# PLUMBING TQ's for only $19.95



## trout lake (May 9, 2009)

For all you DIY’ers

I just popped on to my favourite site in the whole wide world “Plumbing Zone 101”, and at the top of the list was a thread titled “please help slab leak”. Now because I can make a slab leak faster than anyone on this form, I’d thought I’d pay a visit and offer my expertise. What a freaking disappointment! It wasn’t someone wanting to know how to make it leak, it was a DIY’er trying to figure out where he went wrong. 
This put me to thinking:
I believe that with the advent of the computer and some of the great sites out there like this one, a person can actually surf the net for a period of time, hang a shingle out in some of our small town newspapers and pose as a plumber. That’s right. If your stuck on a job and have some unanswered questions, hit the keyboard when you get home and with any luck someone might walk you through your dilemma.
But guys, here’s the problem!!!!
My buddies in the trade, like some of the guys on here, hate impostors. They had to do there time and they believe everyone else should also. Rightfully so!!

§ **WRITTEN TASK**: Reproduce everything in the forum post from "For all you" down to "he went wrong.".

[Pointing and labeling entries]
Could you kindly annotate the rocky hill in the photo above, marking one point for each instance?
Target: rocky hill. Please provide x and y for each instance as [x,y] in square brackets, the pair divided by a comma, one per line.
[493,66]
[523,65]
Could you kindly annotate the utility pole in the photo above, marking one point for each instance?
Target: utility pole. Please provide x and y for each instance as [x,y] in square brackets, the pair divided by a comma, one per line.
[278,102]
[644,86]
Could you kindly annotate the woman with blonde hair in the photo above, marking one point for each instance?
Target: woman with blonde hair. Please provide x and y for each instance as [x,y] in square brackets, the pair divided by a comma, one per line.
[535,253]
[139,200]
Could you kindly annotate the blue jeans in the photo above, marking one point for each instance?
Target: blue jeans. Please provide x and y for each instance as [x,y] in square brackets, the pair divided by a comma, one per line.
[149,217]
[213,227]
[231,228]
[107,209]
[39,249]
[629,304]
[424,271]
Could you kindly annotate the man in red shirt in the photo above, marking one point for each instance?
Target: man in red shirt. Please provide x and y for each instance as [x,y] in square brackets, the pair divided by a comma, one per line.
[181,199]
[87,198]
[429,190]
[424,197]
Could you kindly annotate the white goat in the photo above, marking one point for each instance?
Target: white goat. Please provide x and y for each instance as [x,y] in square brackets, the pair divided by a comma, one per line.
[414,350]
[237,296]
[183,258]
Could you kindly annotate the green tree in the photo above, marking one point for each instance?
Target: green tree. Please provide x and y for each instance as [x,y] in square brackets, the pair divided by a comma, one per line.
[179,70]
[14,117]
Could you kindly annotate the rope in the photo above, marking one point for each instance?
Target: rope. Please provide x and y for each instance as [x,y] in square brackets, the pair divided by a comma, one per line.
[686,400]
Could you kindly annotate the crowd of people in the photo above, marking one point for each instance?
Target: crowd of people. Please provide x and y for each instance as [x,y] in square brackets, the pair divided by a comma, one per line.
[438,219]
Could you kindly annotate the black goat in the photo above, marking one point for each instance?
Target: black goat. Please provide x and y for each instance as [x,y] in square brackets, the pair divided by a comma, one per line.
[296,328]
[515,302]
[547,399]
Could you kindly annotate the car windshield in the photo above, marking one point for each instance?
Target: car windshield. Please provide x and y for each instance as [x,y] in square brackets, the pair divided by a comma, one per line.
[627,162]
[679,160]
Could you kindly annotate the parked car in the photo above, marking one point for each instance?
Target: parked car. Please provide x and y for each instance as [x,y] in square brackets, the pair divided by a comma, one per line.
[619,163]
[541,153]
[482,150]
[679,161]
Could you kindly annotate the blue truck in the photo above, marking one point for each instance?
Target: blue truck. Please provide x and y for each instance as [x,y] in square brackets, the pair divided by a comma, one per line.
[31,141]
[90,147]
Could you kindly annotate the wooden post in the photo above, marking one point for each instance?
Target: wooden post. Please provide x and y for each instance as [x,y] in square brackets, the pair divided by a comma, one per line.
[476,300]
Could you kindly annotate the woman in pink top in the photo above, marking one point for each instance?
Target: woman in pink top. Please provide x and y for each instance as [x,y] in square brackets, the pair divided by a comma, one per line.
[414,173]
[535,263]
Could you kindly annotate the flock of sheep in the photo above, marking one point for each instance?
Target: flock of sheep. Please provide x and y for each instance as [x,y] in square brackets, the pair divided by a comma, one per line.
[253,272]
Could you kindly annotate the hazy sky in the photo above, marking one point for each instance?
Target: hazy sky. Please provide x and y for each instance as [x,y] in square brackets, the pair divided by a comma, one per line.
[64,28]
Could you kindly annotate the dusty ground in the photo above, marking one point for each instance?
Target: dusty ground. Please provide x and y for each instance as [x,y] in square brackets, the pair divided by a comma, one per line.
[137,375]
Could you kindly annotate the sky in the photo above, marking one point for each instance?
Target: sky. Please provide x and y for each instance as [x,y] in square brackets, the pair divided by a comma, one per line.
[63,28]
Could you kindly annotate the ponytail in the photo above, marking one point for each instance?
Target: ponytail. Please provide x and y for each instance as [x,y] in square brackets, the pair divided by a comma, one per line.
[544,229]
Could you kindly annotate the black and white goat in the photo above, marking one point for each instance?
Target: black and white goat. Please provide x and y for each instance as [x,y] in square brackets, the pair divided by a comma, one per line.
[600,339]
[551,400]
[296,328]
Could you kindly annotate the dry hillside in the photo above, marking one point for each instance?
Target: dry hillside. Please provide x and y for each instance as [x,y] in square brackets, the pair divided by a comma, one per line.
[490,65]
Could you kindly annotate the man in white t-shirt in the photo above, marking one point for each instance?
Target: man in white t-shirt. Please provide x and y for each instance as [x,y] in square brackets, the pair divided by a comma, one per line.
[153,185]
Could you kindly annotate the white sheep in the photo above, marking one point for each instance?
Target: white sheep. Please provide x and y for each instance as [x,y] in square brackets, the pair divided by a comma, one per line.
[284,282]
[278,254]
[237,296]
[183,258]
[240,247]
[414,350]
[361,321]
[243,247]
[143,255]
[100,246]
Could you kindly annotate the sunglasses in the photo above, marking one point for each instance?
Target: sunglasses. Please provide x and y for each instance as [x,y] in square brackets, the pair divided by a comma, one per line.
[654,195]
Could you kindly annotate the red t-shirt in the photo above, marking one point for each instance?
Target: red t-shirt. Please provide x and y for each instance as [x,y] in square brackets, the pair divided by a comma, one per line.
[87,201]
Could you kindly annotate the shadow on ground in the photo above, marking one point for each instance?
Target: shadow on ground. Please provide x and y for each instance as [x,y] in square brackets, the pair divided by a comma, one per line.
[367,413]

§ **WRITTEN REPLY**:
For all you DIY’ers

I just popped on to my favourite site in the whole wide world “Plumbing Zone 101”, and at the top of the list was a thread titled “please help slab leak”. Now because I can make a slab leak faster than anyone on this form, I’d thought I’d pay a visit and offer my expertise. What a freaking disappointment! It wasn’t someone wanting to know how to make it leak, it was a DIY’er trying to figure out where he went wrong.